Sorular:
A: Alıntıda "The collision between the ships" sözleriyle açılan bölümü ana bilgilerini koruyarak madde listesi olarak yeniden yazın.
B: Alıntının "(Gemilerin çarpışmasına sis" sözlerini içeren yerle başlayıp "neden oldu/yol açtı?)" ile biten kısmını hiç değiştirmeden yineleyin.

(Aşırı yağmur/yağış gecikmeye neden oldu/yol açtı/gecikmeye aşırı yağmur yol açtı/neden oldu.)
(Gecikme aşırı yağıştan kaynaklandı.)
* A: The goods are damaged!
(Mallar zarar görmüş/hasar almış.)
B: The damage was caused by the shipping department.
(Zarar/hasar nakliye departmanından kaynaklanıyor/zarara/hasara nakliye departmanı yol açtı/neden oldu.)
* Who caused this mess?
(Bu karışıklığa/karmaşaya kim sebep oldu/Bu karışıklık/karmaşa kimden kaynaklanıyor?)
* The collision between the ships was caused by fog.
(Gemilerin çarpışmasına sis yol açtı/neden oldu.)
(Gemilerin çarpışması sis yüzünden oldu/gerçekleşti/meydana geldi.)
* You caused this.
(Buna sen sebep oldun/bunun sorumlusu sensin/bu senin başından çıktı.)
* What caused the breach between the two brothers?
(İki kardeşin arasının bozulmasına/açılması ne neden oldu/yol açtı?)
(İki kardeşin arasını ne bozdu/açtı/iki kardeşin arası neden bozuldu/açıldı?)
* The fire caused a panic in the theater.
(Yangın tiyatroda paniğe neden/sebep oldu/yol açtı.)

Veriler:
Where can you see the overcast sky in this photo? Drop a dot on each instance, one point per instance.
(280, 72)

Görevlere göre yanıtlar:
A:
- İngilizce örnek: The collision between the ships was caused by fog.
- Birinci Türkçe karşılık: Gemilerin çarpışmasına sis yol açtı/neden oldu.
- İkinci Türkçe karşılık: Gemilerin çarpışması sis yüzünden oldu/gerçekleşti/meydana geldi.

B:
(Gemilerin çarpışmasına sis yol açtı/neden oldu.)
(Gemilerin çarpışması sis yüzünden oldu/gerçekleşti/meydana geldi.)
* You caused this.
(Buna sen sebep oldun/bunun sorumlusu sensin/bu senin başından çıktı.)
* What caused the breach between the two brothers?
(İki kardeşin arasının bozulmasına/açılması ne neden oldu/yol açtı?)